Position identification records
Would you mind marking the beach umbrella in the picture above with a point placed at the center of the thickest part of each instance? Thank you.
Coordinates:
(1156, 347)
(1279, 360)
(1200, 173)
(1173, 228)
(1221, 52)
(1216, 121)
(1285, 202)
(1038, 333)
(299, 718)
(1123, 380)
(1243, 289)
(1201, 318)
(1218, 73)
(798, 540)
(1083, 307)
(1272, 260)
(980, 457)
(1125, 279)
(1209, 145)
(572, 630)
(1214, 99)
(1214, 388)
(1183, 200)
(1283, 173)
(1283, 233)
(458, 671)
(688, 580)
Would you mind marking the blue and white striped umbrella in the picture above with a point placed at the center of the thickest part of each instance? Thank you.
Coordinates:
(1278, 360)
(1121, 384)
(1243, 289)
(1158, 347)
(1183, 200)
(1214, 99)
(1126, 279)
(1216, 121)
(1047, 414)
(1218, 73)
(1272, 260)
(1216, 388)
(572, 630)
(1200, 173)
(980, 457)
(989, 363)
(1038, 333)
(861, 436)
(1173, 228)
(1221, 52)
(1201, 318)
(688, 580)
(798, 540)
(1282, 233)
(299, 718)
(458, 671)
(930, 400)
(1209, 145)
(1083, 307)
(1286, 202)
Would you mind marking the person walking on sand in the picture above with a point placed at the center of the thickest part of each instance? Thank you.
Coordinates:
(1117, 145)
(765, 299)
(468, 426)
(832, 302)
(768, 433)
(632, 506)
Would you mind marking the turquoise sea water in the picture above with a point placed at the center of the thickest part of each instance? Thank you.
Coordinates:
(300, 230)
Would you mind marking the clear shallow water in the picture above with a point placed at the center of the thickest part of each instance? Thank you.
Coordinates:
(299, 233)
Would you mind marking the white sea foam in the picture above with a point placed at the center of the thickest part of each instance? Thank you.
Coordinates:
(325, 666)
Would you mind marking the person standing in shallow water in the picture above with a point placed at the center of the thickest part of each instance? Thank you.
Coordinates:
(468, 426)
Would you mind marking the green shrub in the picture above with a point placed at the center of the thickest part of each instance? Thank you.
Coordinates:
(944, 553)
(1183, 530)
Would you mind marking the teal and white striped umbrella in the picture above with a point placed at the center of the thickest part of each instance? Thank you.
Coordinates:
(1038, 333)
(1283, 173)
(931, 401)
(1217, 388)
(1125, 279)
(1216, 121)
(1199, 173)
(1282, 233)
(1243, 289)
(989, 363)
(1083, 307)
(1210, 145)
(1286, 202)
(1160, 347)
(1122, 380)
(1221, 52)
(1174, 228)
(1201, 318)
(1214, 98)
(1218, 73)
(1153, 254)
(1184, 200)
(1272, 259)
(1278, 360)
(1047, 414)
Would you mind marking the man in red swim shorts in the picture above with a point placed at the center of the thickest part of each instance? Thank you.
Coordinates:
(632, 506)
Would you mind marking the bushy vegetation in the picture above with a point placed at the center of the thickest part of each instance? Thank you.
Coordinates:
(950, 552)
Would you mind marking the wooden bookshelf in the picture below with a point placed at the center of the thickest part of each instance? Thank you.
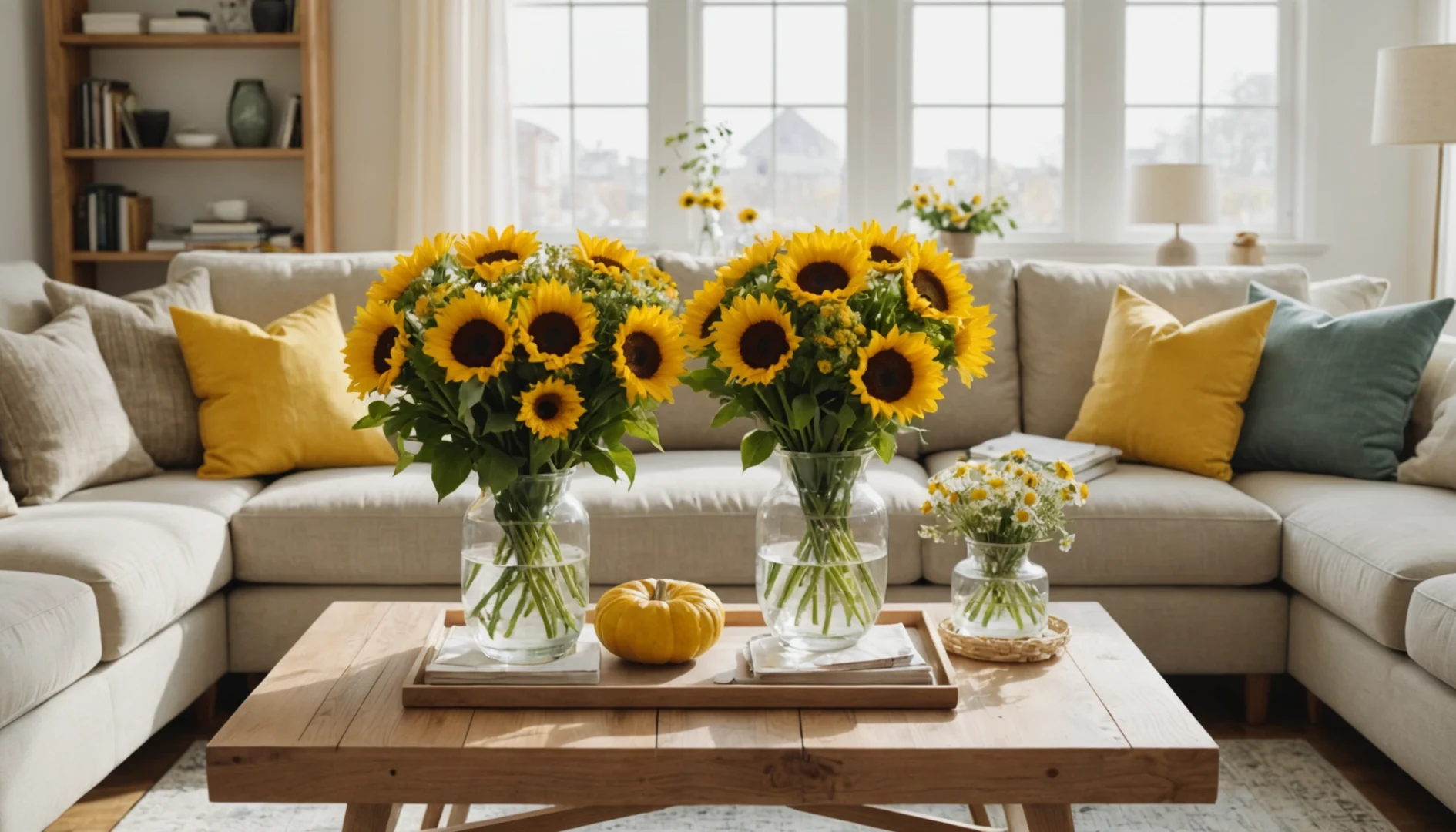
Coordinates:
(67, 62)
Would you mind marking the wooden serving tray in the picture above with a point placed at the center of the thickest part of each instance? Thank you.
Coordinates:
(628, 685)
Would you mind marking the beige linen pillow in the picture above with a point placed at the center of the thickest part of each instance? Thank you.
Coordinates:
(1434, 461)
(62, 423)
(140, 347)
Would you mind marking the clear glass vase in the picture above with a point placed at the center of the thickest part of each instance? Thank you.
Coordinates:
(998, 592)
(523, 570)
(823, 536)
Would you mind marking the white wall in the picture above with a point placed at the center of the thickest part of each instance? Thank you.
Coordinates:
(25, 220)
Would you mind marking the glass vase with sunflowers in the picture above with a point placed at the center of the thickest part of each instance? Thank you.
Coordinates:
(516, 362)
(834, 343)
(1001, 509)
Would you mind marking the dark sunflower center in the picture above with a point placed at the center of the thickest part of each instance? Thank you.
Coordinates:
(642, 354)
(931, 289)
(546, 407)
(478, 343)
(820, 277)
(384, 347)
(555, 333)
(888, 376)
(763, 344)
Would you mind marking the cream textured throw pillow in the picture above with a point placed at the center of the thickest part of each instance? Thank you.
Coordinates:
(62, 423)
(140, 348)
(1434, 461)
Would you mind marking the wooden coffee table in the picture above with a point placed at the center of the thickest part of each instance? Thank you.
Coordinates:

__TASK DIRECTIONS__: Repeat all of the records verbatim, leaving out the pictures.

__RESPONSE TO THIS EXERCISE__:
Would you mind marking the beach umbrella in the picture above with a point placed at the center of the thickest part of each instance? Thank you.
Coordinates:
(1156, 347)
(1279, 360)
(1200, 173)
(1173, 228)
(1221, 52)
(1216, 121)
(1285, 202)
(1038, 333)
(299, 718)
(1123, 380)
(1243, 289)
(1201, 318)
(1218, 73)
(798, 540)
(1083, 307)
(1272, 260)
(980, 457)
(1125, 279)
(1209, 145)
(572, 630)
(1214, 99)
(1214, 388)
(1183, 200)
(1283, 173)
(1283, 233)
(458, 671)
(688, 580)
Would you mind marking the blue and white striped umbrella in the picture above with a point placed at the center of the thickest part of each instance? Thank you.
Coordinates:
(1278, 360)
(1121, 384)
(1243, 289)
(1158, 347)
(1183, 200)
(1214, 99)
(1126, 279)
(1216, 121)
(1047, 414)
(1218, 73)
(1272, 260)
(1216, 388)
(572, 630)
(1200, 173)
(980, 457)
(989, 363)
(1038, 333)
(861, 436)
(1173, 228)
(1221, 52)
(1201, 318)
(688, 580)
(798, 540)
(1282, 233)
(299, 718)
(458, 671)
(930, 400)
(1209, 145)
(1083, 307)
(1286, 202)
Would you mind marking the person walking on sand in the picture above with a point placed at the center of the thickest part of each instance? Thank you.
Coordinates:
(1117, 145)
(765, 299)
(468, 426)
(832, 302)
(768, 433)
(632, 506)
Would you mind marking the turquoise sea water in the picture above with a point placed at the center of the thickest part of each instance? Thank you.
Coordinates:
(300, 230)
Would you mind marking the clear shallow water in the picture above with a point placed at the center of the thickest part of each instance? Thank you.
Coordinates:
(299, 233)
Would you mind marking the white sea foam in the picture above with a point placed at the center of the thickest part of each instance? Thank you.
Coordinates:
(325, 666)
Would you mind marking the person standing in shallow water in the picture above with a point placed at the center of the thickest part of each instance? Thank you.
Coordinates:
(468, 426)
Would you mind marking the green shrub in the picture above with a point placed at the center of the thickest part of each instance? Thank you.
Coordinates:
(944, 553)
(1183, 530)
Would you mind marking the teal and white striped umbrella in the picture above with a point placed at the center of the thickest part of each instance? Thank you.
Coordinates:
(1038, 333)
(1283, 173)
(931, 401)
(1217, 388)
(1125, 279)
(1216, 121)
(1199, 173)
(1282, 233)
(1243, 289)
(989, 363)
(1083, 307)
(1210, 145)
(1286, 202)
(1160, 347)
(1122, 380)
(1221, 52)
(1174, 228)
(1201, 318)
(1214, 98)
(1218, 73)
(1153, 254)
(1184, 200)
(1272, 259)
(1278, 360)
(1047, 414)
Would you mind marking the man in red swim shorts in the picture above with a point placed at the center of the thickest part of each instance? Thank you.
Coordinates:
(632, 506)
Would you mind marking the bushy vegetation in the picture above with a point placed at the center of the thickest part of each instance? Thank you.
Coordinates:
(950, 552)
Would you mind marking the wooden bookshelf in the picture below with a point placed at the center of the thickest part of each instance? Thank you.
Coordinates:
(67, 62)
Would you mind marking the wooden serving tray in the picture above with a point placed at the center of the thickest part of each instance? Thank you.
Coordinates:
(628, 685)
Would you mind marking the beige linen pillow in the picture above with a point placed at the center of the thickest part of each instance? Thank you.
Coordinates:
(1434, 461)
(62, 423)
(140, 347)
Would you mind marking the clear glass vase in the picture above with a point placed at the center of the thickest part of each instance? Thank you.
Coordinates:
(998, 592)
(523, 570)
(823, 536)
Would you mind marking the white wall in the picture above with a point placed at the center of the thickest part of each instance? Thank you.
Coordinates:
(25, 220)
Would you mind marking the glass vase with sunflowers in the picture above with a point placed at the center of the thickest part of each instance? Thank you.
Coordinates:
(516, 362)
(834, 343)
(1001, 509)
Would you mind marking the dark sunflower center in the picture above with a point placed at the center of the thickest part of each instance? Thank you.
Coordinates:
(642, 354)
(931, 289)
(546, 407)
(478, 343)
(820, 277)
(384, 347)
(555, 333)
(888, 376)
(763, 344)
Would you mind marking the cream textured throw pillow in the picture above with a point placed at the center of the thickest part of each instance? Thank you.
Coordinates:
(62, 423)
(140, 348)
(1434, 461)
Would you mind marking the wooden coffee table in the picture above with a point placed at the center of the thickest part of each instance? Thank you.
Coordinates:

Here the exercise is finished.